┏━━

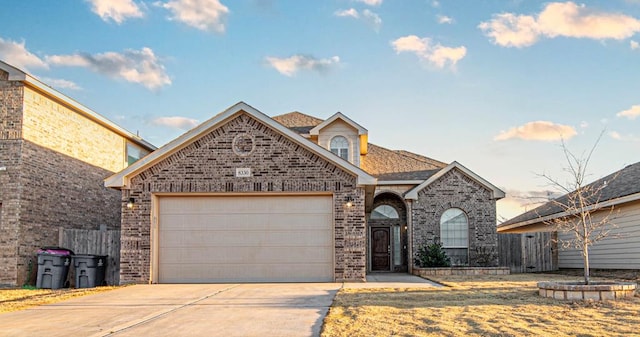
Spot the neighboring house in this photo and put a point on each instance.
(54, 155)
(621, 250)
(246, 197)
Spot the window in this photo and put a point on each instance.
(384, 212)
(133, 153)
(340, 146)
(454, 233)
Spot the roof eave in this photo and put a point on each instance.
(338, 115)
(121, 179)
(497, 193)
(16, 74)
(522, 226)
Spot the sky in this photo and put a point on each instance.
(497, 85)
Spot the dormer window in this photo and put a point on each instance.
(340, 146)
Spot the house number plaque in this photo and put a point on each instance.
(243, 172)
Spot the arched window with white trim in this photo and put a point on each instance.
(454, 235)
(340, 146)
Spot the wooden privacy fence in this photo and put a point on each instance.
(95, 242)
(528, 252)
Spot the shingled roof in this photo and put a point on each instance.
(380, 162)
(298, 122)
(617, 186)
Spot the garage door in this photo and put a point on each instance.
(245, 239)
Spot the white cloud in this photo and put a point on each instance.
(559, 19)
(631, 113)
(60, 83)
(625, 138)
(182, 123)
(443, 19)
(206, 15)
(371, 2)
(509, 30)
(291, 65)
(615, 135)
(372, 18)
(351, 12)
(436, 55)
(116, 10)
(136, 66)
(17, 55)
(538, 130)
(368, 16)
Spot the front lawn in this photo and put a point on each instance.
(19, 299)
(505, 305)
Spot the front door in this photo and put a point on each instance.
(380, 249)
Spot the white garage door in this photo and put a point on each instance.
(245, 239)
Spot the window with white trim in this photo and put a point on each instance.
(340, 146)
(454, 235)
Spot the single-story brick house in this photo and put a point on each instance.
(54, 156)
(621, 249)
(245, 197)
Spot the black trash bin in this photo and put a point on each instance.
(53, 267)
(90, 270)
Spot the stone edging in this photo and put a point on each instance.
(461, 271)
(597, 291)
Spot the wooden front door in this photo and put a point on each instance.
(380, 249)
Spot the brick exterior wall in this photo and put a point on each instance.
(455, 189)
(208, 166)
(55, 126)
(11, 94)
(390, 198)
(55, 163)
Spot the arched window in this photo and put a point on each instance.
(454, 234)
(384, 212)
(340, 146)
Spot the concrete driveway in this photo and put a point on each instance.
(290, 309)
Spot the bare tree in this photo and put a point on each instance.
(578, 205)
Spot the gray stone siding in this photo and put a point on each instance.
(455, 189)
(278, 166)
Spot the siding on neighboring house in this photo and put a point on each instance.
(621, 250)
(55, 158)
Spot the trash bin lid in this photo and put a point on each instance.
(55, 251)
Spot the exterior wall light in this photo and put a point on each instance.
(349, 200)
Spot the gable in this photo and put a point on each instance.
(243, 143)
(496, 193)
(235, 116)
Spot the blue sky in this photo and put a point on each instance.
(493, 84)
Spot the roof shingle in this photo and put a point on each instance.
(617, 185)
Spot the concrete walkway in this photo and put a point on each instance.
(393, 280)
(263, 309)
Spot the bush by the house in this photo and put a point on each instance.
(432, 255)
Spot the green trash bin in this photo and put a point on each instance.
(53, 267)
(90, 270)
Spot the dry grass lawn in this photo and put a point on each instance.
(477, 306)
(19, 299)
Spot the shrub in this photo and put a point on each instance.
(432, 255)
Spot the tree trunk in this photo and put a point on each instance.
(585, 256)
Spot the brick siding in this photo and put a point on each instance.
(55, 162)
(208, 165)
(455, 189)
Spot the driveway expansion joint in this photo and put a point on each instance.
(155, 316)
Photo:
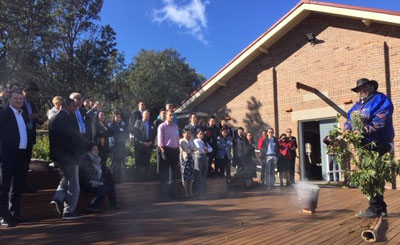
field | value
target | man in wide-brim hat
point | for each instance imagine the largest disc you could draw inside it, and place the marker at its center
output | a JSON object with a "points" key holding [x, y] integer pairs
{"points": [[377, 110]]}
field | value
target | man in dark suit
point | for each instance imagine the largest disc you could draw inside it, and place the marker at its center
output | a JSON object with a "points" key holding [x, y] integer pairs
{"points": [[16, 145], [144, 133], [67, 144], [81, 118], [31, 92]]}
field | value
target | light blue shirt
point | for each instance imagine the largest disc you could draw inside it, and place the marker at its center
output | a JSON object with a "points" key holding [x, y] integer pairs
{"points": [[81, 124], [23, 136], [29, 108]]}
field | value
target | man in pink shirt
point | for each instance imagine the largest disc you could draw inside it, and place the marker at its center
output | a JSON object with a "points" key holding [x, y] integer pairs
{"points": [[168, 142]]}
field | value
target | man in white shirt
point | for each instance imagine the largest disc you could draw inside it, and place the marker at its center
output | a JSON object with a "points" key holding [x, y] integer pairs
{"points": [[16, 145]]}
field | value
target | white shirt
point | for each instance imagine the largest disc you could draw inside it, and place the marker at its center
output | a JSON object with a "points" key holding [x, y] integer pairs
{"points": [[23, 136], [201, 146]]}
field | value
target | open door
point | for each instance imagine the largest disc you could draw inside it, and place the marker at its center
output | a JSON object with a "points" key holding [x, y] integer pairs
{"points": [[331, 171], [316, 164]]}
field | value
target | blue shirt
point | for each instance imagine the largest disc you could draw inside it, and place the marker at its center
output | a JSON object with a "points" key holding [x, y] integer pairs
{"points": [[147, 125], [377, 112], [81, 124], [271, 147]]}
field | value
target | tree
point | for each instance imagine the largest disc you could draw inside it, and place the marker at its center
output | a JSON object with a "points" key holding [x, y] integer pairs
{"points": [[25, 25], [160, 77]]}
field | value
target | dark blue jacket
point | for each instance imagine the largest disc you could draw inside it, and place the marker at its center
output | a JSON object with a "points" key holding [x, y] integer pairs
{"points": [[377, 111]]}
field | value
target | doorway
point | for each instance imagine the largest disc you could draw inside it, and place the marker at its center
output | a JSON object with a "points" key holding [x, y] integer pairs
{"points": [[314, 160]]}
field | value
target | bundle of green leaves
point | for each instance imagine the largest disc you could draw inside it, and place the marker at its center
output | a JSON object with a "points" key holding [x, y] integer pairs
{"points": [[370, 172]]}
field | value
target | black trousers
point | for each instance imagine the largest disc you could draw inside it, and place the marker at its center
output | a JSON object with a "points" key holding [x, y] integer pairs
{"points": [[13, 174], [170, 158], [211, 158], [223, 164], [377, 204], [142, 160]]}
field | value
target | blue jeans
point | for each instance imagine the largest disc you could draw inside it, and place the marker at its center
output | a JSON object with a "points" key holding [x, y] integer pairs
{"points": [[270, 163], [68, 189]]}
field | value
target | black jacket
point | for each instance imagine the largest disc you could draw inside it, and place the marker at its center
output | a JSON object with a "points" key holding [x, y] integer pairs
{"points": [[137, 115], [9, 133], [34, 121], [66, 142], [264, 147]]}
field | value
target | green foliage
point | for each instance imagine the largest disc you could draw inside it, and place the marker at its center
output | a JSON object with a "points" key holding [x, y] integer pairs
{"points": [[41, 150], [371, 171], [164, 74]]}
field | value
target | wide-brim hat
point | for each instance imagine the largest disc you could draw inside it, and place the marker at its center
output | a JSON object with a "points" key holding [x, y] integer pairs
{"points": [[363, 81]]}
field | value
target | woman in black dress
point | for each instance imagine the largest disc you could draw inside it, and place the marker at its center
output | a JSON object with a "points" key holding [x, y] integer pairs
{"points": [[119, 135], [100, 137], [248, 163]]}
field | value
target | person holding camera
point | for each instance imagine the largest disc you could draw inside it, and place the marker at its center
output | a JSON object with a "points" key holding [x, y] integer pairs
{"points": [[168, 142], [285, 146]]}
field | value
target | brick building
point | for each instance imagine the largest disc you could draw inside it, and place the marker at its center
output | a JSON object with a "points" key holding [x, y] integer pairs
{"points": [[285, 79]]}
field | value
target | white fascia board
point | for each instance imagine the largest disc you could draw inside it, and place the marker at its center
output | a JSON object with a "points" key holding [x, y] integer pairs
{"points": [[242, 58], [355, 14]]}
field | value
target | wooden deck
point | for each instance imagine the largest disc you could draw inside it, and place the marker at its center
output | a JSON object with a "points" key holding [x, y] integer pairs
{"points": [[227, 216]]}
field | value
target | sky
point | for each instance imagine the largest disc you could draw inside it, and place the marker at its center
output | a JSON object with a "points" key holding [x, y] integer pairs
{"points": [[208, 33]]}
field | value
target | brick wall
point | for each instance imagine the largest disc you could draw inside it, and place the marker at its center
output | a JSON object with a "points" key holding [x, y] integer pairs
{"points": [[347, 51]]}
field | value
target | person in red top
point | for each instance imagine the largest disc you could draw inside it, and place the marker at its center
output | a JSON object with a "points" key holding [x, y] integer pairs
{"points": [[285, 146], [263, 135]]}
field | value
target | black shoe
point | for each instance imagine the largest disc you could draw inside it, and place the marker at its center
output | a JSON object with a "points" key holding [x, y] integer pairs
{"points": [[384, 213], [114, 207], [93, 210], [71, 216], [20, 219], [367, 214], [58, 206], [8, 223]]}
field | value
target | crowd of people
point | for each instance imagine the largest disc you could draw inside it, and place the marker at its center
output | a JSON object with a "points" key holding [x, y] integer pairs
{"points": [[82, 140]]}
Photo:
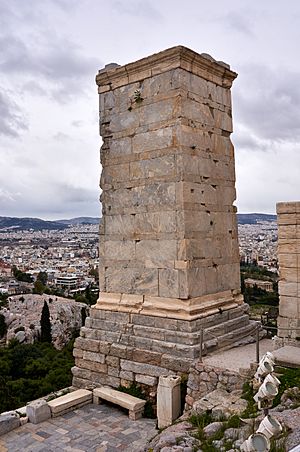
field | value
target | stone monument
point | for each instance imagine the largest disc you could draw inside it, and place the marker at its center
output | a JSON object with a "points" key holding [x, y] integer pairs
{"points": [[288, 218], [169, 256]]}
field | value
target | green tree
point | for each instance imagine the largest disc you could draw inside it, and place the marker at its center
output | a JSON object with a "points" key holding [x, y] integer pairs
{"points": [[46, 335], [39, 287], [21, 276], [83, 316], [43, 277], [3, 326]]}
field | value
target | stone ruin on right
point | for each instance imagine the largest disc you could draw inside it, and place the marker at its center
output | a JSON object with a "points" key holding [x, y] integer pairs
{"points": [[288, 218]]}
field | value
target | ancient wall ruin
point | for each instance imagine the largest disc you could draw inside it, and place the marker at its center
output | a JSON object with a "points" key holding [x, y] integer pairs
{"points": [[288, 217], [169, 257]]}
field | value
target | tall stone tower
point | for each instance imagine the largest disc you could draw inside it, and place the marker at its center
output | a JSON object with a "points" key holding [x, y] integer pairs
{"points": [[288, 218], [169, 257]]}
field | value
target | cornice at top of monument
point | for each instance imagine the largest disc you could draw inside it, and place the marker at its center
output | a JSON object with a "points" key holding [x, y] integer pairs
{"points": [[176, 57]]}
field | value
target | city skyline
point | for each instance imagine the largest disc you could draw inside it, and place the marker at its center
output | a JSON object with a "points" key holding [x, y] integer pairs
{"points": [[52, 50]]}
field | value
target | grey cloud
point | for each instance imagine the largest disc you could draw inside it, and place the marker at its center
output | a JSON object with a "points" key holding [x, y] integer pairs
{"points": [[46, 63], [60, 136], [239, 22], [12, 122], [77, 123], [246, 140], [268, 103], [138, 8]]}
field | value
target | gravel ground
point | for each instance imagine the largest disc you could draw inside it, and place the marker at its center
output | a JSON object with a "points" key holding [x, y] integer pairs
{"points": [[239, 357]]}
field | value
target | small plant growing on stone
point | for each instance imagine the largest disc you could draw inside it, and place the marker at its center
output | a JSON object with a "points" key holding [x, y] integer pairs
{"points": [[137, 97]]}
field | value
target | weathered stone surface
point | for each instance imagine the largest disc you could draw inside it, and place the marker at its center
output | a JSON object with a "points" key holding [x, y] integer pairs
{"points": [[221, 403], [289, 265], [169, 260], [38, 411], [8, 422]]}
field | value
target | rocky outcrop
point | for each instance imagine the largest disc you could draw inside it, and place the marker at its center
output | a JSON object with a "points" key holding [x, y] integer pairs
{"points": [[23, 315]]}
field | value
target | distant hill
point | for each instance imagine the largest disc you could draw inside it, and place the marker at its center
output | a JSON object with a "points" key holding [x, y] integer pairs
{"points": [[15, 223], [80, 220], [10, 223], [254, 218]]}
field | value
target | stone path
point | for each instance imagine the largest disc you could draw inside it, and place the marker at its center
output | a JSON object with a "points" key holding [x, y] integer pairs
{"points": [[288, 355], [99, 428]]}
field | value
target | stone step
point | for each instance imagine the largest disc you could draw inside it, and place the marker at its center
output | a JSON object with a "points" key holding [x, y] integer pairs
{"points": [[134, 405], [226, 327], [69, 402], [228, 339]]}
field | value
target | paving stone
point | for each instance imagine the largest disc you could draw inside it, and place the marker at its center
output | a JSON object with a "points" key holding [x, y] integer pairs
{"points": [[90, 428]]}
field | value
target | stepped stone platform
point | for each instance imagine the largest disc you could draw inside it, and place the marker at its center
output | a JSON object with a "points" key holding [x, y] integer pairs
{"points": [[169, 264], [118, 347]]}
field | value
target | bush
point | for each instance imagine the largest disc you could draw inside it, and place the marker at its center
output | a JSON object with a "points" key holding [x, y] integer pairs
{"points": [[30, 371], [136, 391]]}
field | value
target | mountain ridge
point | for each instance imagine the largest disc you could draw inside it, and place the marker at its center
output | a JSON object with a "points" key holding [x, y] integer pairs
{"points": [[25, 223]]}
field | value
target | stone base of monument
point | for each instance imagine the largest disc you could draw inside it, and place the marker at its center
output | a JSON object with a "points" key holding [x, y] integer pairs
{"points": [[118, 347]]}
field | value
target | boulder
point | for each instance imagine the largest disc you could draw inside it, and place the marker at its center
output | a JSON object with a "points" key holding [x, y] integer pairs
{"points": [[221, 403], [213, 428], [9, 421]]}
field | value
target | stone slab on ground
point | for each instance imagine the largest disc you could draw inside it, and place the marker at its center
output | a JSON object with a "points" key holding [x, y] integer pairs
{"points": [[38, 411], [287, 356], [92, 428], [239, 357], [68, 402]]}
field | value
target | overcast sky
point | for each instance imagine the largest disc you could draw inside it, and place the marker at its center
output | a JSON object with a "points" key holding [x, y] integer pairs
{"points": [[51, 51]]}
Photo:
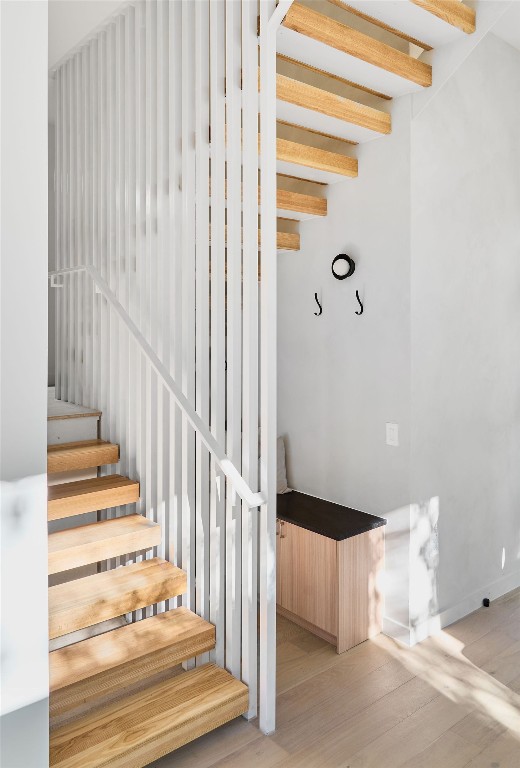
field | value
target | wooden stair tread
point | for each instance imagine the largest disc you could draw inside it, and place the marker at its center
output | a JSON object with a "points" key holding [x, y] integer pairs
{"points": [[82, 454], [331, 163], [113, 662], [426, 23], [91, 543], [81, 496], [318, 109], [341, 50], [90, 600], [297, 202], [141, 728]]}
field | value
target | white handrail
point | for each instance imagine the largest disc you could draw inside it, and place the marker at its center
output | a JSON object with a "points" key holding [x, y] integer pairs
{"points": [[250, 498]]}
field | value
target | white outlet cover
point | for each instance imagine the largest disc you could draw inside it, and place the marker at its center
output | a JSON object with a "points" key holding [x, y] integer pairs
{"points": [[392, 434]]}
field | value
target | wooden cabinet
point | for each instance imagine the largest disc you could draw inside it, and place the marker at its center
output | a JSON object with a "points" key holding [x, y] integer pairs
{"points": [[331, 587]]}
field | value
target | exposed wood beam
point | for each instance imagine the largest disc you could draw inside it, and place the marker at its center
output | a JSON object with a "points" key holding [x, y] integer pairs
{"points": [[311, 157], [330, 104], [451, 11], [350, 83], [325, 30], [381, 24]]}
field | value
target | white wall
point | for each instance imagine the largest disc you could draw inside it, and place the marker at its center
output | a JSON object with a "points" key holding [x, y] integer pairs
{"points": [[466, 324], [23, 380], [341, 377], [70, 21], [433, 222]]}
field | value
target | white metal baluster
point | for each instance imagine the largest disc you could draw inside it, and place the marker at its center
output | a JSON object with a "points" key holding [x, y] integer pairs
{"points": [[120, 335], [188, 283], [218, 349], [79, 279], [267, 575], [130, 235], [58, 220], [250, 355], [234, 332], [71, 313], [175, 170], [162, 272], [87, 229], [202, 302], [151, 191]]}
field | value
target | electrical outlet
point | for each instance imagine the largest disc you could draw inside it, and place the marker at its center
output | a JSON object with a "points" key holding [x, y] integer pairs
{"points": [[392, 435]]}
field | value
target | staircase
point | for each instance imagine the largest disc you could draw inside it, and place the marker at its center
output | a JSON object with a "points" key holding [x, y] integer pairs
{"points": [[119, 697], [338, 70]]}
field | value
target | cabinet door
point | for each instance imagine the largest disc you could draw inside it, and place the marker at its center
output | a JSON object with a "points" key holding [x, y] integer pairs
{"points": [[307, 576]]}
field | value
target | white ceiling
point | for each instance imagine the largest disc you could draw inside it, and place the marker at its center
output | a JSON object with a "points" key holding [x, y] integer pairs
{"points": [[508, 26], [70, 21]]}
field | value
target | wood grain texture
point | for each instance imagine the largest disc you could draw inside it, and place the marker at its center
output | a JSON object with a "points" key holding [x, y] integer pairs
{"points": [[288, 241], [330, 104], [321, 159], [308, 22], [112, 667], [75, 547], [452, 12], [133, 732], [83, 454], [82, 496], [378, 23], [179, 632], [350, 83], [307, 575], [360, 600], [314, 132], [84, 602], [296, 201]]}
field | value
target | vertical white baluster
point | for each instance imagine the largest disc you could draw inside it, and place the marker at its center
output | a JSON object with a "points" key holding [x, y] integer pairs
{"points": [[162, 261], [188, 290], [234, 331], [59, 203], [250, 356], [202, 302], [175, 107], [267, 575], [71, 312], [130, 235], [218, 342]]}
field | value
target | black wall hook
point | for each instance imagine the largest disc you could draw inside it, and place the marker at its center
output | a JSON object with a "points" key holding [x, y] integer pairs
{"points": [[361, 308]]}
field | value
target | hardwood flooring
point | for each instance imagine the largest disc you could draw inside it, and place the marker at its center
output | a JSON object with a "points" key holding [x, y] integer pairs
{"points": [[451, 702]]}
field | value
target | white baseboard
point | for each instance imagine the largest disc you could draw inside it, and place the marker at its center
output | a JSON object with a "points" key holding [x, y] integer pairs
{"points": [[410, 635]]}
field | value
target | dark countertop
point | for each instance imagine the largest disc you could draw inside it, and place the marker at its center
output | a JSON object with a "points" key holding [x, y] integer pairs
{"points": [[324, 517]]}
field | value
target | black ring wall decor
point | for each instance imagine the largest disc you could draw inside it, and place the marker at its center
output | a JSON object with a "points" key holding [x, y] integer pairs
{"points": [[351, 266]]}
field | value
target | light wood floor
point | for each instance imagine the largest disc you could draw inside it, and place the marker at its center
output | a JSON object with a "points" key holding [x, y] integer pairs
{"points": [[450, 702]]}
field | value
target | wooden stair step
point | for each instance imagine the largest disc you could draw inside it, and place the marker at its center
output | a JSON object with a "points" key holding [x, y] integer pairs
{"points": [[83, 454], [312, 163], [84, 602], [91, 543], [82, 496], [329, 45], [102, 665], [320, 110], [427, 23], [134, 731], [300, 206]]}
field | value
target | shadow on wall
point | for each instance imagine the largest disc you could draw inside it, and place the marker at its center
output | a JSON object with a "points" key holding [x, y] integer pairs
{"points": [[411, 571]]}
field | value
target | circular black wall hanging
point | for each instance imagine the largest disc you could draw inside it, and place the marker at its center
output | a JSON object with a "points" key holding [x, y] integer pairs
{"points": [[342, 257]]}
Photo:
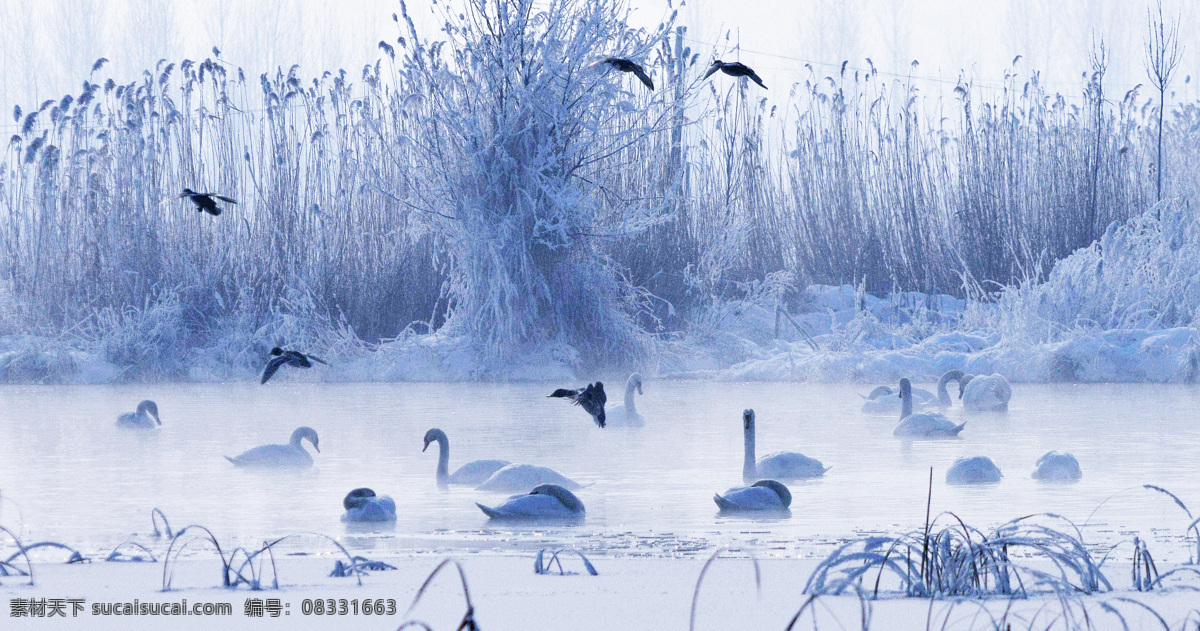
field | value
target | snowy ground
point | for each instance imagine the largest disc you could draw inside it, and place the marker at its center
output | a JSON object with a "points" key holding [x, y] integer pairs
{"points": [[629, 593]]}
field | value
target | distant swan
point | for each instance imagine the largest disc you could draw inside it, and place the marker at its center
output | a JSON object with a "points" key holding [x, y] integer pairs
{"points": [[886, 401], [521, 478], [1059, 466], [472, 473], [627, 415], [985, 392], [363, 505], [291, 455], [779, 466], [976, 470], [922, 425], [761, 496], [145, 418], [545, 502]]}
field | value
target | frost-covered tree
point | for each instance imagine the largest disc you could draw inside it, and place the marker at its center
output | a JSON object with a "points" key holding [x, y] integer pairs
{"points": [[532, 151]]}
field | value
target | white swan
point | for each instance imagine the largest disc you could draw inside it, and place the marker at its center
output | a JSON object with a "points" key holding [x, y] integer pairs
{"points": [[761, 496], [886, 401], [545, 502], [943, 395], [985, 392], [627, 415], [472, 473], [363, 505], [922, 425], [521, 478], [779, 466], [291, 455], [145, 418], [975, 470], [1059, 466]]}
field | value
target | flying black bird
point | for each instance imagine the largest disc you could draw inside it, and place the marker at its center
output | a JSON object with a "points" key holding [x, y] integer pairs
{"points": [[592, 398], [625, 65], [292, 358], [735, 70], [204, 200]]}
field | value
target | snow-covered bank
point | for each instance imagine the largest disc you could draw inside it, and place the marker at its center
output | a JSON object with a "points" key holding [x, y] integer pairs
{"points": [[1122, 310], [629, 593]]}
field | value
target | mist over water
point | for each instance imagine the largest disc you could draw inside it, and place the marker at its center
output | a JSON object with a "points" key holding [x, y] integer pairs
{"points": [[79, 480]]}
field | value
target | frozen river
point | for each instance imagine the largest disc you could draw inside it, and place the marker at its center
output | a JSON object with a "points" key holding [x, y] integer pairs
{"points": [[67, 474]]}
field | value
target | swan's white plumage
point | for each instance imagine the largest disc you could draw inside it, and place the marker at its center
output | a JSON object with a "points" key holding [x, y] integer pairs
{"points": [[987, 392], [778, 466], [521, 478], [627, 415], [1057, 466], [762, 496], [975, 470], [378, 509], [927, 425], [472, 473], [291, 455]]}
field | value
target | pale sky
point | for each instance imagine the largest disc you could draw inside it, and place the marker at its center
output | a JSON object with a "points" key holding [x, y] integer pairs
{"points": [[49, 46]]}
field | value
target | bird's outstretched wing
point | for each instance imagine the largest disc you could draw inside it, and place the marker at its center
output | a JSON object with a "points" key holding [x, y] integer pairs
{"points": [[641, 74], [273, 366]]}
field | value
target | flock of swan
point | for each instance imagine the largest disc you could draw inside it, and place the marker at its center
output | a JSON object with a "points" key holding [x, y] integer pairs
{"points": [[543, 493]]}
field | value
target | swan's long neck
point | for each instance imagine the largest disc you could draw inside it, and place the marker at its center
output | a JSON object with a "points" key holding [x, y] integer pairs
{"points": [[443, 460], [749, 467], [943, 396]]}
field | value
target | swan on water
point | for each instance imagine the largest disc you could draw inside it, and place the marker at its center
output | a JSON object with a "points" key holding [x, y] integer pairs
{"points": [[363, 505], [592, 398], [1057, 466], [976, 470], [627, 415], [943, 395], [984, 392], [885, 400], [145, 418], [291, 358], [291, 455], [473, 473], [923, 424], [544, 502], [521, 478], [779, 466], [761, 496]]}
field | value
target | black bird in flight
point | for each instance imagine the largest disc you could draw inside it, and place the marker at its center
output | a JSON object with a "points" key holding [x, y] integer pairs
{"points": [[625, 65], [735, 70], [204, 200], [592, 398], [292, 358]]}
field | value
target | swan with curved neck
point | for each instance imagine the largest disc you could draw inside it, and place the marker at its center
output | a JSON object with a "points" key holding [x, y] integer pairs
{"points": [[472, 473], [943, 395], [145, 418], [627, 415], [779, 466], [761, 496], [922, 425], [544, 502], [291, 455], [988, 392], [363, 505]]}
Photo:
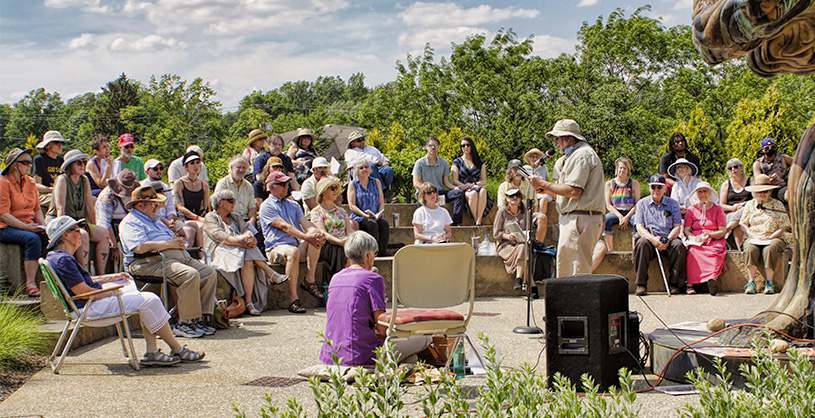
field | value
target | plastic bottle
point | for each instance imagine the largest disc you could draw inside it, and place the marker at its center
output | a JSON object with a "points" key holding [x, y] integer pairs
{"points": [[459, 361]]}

┗━━

_Problem requirements_. Your task is to copy each line of the material that contains the word "cabinet".

_Problem solution_.
target | wooden cabinet
target | cabinet door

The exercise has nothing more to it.